### To do
Output all of the data below exactly as given.

### Records for the task
============================================================
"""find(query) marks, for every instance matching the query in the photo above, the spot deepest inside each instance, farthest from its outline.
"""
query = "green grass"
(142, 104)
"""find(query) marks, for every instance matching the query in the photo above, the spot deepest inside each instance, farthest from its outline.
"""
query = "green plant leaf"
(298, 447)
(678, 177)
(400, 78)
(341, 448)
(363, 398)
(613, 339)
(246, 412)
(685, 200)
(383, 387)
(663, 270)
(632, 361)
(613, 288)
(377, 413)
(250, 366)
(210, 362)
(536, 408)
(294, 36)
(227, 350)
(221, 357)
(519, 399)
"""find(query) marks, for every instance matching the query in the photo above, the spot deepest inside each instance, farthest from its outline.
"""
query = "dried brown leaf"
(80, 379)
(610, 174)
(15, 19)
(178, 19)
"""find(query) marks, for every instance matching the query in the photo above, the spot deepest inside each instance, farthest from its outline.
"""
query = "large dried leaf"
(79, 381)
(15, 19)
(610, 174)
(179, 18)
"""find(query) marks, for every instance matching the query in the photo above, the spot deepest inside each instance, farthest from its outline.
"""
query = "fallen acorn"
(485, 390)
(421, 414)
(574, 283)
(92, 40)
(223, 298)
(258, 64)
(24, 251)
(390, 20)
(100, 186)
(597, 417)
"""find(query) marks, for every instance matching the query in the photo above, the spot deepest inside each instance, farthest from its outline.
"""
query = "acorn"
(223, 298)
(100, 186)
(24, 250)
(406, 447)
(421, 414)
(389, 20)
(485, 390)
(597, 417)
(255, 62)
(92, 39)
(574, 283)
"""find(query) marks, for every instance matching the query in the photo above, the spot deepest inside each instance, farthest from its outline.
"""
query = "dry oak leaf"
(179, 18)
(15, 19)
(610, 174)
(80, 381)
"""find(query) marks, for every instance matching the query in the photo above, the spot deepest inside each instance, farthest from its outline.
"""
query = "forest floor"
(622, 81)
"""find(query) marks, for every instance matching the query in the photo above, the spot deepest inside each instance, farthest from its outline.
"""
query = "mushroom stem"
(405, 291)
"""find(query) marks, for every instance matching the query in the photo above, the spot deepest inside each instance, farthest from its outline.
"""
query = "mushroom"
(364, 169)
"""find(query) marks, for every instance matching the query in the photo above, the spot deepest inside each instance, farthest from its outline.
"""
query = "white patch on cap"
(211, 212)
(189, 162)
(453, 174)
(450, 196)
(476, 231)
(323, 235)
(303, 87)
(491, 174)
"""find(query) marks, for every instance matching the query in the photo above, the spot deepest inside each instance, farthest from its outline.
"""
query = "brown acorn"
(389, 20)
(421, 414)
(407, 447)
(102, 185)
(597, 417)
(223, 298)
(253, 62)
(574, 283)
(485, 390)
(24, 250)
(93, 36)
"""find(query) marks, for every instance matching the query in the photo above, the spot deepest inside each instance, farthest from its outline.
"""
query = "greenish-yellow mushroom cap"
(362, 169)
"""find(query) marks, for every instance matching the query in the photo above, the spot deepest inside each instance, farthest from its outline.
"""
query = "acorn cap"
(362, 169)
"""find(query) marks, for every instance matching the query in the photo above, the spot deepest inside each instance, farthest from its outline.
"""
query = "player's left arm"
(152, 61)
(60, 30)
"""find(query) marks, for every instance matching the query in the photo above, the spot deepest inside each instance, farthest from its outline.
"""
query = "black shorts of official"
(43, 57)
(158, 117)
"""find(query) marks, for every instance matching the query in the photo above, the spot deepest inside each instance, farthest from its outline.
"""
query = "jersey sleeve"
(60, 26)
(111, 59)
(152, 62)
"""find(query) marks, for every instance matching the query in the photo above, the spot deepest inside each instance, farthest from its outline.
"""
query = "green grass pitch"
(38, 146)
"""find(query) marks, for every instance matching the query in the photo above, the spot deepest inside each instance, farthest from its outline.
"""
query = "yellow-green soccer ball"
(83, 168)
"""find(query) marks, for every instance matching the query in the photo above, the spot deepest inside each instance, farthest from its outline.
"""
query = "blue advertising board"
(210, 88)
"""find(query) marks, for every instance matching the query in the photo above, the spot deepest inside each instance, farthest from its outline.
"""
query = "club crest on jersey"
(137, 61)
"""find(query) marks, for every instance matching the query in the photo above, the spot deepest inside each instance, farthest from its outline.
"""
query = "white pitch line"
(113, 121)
============================================================
### Written response
"""find(query) marks, for every instance matching the query in the photo above, the spot deepest inside each instance, farthest from its outline.
"""
query = "green grass"
(142, 104)
"""find(query) marks, for every instance matching the query in the photo above, the spot deepest inside each instance, farthest from its outline.
"""
query = "green plant leaf"
(298, 447)
(678, 177)
(400, 78)
(341, 448)
(363, 398)
(613, 339)
(246, 412)
(685, 200)
(383, 387)
(663, 270)
(632, 361)
(613, 288)
(377, 413)
(250, 366)
(210, 362)
(536, 408)
(294, 36)
(227, 350)
(221, 357)
(519, 399)
"""find(query) marks, for every instance matching the query in the photo above, the spot deepest inside each instance, farthest from its outline.
"""
query = "dried brown leaf"
(80, 379)
(610, 174)
(15, 19)
(178, 19)
"""find(query) marks, for every instance matching the query in the photo above, the spot deepest inside each instance, farthest from its outline.
"""
query = "large dried leaf"
(79, 381)
(15, 19)
(610, 174)
(179, 18)
"""find(query) marks, for every instance matching the query in the photo above, the spot deepest inside each instance, farthest from its outline.
"""
query = "fallen acorn"
(485, 390)
(421, 414)
(574, 283)
(92, 40)
(223, 298)
(258, 64)
(24, 251)
(390, 20)
(100, 186)
(597, 417)
"""find(query) marks, for every instance matching the query in the photo above, the spot deepest inside each instance, farthest from its outline.
"""
query = "acorn"
(223, 298)
(100, 186)
(24, 250)
(406, 447)
(421, 414)
(389, 20)
(485, 390)
(597, 417)
(255, 62)
(92, 39)
(574, 283)
"""find(query) marks, for every instance matching the query in the photo above, the spot deepest inside each instance, farthest from its outline.
"""
query = "dry oak leaf"
(179, 18)
(15, 19)
(610, 174)
(80, 381)
"""find(query) marks, for every instance matching the query in the photo above, the spot deepest inside each instance, farthest from its outline.
"""
query = "forest floor"
(622, 81)
"""find(query) marks, for every instance matching the query in the photo above, the spot deepest inside each instance, farthest from its outline.
"""
query = "mushroom stem"
(405, 291)
"""find(query) marks, for every instance matching the query in the photo above, the spot deepest inside each instance, farthest from its outline.
"""
query = "mushroom"
(364, 169)
"""find(query) marks, for every instance matching the query in the photo above, the spot deepest inside each instance, farthest from its outline.
"""
query = "white patch on cap"
(211, 212)
(189, 162)
(453, 174)
(450, 196)
(476, 231)
(323, 235)
(303, 87)
(491, 174)
"""find(query) marks, for every instance matching the query in the photo above, the spot deepest inside each instance, farthest from its outline.
"""
query = "brown acorn"
(389, 20)
(421, 414)
(407, 447)
(102, 185)
(597, 417)
(223, 298)
(253, 62)
(574, 283)
(485, 390)
(24, 250)
(93, 36)
"""find(query) marks, for every instance matching the query in the photo above, the spot deepest inside each instance, farthest from its outline.
"""
query = "greenish-yellow mushroom cap"
(362, 169)
"""find(query) marks, for every instance matching the query in the photo above, the spot deepest inside each instance, farthest from its outline.
"""
query = "acorn cap"
(362, 169)
"""find(query) marks, for every instance matching the query in the photo above, the spot deepest inside each instance, farthest from its outline.
"""
query = "player's left arm"
(152, 61)
(60, 30)
"""find(query) marks, for every instance matching the query in the photo above, the spot deepest inside each instance, farthest from its outline.
"""
query = "black shorts of official"
(43, 57)
(158, 117)
"""find(query) marks, for every instance matching the query in the photo above, the spot deepest inside each instance, farthest from its outline.
"""
query = "jersey sleeve"
(60, 26)
(111, 59)
(152, 62)
"""find(query) marks, for every instance matching the query in the photo above, the spot deepest inside each instance, farthest from its outline.
"""
query = "green grass pitch"
(38, 146)
"""find(query) marks, for every instance matching the query in the photo above, the spot deepest inside each instance, farthest from its outline.
"""
query = "yellow-green soccer ball"
(83, 168)
"""find(query) marks, for every instance matching the query in the photo above, the spot deepest inside each instance, farthest from its outline.
"""
query = "blue advertising board"
(210, 88)
"""find(query) marks, for every instance matching the query in the photo above, the spot deepest inside each instance, farthest from its outline.
"""
query = "club crest on jersey"
(137, 61)
"""find(query) marks, for every instance matching the query in the photo above, the spot deepest inside each instance, farthest from its outline.
"""
query = "white pitch line"
(113, 121)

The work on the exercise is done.